# [Prompt 1]
Please gather every line of the listing that contains the word "wall", matching case exactly.

# [Document extract]
— START —

If you ever felt that sorting waste into different boxes for recycling was a challenge, then the task facing British Nuclear Group (BNG) puts this job into clear context.

In April last year, the Government set up the Nuclear Decommissioning Authority, whose objective is to clean up every UK nuclear power plant down to a greenfield site within 25 years.

As a specialist site management and nuclear clean-up business,
BNG must meet the challenge head-on. With waste falling into four streams relating to its level of radioactivity, everything from overalls to office blocks has to be checked, with asbestos and other hazardous factors also accounted for.

Any waste deemed to carry a high level of risk is treated and sorted into stainless steel containers and set in concrete to be stored indefinitely. Even rubber gloves are compacted in containers and kept at a secure location.

BNG commercial manager John Gould says: "We have no option. The last thing we want is contamination in the recycling chain. We operate very strict controls. For example, you couldn't bring a lump of coal offsite because of potential risks."

Even with such stringent regulations, Gould estimates that anything between 60% and 80% of a nuclear power plant gets recycled. But the task is a lot more complicated than merely stripping the plant down.

He explains: "At the end of a nuclear plant's life, when it stops producing, we'll begin removing the nuclear fuel elements. There will be 50,000-60,000 or more of these elements in the feed. Once removed, we'll put them into intermediate storage for cooling down, and then to Sellafield for reprocessing."

Only when this has been completed can the company even begin thinking about what could be re-cycled.

"The plants are generally fairly old, from the 1950s or 1960s. They are disposed of as scrap and treated accordingly," says Gould. "As for the turbine generator, the copper is reused and recycled. The rotar will weigh about 200 tonnes and will have lots of good quality steel and copper."

— END —

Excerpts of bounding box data
— START —

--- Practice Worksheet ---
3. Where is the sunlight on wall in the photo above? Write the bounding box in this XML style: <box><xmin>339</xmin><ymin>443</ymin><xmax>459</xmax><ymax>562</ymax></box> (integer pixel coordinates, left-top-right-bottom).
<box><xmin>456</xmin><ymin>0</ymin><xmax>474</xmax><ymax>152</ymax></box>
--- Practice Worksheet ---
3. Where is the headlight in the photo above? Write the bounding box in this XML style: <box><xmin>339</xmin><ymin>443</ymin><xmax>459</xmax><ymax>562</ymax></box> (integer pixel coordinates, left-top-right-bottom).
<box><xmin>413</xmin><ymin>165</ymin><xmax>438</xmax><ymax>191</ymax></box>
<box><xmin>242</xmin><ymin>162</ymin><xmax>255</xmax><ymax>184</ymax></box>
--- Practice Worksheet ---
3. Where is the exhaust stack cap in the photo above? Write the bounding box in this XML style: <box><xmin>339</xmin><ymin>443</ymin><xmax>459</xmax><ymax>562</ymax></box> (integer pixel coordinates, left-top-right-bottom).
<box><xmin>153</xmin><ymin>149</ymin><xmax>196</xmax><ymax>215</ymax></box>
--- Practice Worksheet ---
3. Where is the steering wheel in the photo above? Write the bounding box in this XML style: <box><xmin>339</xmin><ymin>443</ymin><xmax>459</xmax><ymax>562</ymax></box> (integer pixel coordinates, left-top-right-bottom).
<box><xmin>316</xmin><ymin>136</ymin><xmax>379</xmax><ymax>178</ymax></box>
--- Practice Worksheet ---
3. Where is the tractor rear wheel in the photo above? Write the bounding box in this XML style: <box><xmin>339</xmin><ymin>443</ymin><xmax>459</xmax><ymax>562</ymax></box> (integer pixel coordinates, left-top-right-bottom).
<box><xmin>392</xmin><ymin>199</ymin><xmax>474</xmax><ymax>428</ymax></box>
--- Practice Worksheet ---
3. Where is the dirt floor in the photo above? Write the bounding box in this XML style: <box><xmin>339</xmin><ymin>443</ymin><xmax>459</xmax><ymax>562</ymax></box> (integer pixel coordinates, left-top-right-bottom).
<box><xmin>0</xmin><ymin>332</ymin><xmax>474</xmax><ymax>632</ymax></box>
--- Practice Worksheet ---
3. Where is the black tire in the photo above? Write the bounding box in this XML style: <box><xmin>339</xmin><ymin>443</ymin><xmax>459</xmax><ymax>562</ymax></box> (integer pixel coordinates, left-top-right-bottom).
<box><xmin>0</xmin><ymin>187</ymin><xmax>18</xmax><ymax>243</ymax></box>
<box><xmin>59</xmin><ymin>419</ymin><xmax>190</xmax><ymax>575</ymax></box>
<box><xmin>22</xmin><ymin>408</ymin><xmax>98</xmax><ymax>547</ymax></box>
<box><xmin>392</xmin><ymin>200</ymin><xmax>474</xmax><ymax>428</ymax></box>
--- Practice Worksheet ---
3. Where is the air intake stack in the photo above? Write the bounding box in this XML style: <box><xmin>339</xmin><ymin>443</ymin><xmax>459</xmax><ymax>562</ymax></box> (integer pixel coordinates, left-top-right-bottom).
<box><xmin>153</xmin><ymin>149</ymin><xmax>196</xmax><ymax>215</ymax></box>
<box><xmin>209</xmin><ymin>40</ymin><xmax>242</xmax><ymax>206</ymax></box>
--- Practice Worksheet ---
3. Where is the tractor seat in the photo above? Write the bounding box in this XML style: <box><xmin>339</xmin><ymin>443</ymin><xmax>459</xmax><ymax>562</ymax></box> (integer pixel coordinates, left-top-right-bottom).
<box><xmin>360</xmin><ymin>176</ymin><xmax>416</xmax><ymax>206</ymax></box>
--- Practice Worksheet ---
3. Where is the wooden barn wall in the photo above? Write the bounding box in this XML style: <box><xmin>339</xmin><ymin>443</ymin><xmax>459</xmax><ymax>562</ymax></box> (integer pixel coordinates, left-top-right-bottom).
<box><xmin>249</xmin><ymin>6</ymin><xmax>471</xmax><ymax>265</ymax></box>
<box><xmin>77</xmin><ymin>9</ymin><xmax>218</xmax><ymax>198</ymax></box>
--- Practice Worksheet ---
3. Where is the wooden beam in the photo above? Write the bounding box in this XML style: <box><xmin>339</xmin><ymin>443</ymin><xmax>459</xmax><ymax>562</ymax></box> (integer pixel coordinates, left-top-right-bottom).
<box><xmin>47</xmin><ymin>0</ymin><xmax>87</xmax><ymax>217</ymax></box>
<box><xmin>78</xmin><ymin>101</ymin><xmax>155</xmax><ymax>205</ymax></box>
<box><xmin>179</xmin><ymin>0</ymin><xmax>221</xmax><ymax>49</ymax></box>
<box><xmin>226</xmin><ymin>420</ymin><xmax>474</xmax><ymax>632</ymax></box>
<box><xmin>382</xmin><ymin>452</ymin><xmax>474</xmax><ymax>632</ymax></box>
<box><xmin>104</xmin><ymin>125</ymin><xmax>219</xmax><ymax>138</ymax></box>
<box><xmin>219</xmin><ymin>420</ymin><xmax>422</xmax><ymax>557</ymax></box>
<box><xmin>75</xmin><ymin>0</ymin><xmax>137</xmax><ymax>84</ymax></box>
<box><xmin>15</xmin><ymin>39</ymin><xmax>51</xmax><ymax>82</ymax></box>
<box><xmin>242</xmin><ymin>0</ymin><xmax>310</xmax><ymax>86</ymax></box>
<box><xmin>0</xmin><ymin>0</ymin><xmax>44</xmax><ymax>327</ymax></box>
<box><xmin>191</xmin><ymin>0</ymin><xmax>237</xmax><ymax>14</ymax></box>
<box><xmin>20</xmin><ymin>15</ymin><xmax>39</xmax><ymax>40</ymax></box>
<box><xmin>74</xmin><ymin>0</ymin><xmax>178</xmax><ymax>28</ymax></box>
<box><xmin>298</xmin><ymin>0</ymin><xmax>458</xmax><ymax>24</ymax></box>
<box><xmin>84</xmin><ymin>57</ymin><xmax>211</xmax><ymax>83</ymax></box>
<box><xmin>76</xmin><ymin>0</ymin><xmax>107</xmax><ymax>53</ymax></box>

— END —

# [Prompt 2]
Answer these questions from the article on recycling nuclear power plants, one per line:
(a) Within how many years is the Nuclear Decommissioning Authority to clean up every UK nuclear power plant?
(b) What share of a nuclear power plant does Gould estimate gets recycled?
(c) Which metal from the turbine generator is reused and recycled?

# [Task response 1]
3. Where is the sunlight on wall in the photo above? Write the bounding box in this XML style: <box><xmin>339</xmin><ymin>443</ymin><xmax>459</xmax><ymax>562</ymax></box> (integer pixel coordinates, left-top-right-bottom).
3. Where is the wooden barn wall in the photo above? Write the bounding box in this XML style: <box><xmin>339</xmin><ymin>443</ymin><xmax>459</xmax><ymax>562</ymax></box> (integer pixel coordinates, left-top-right-bottom).

# [Task response 2]
(a) 25 years
(b) Between 60% and 80%
(c) Copper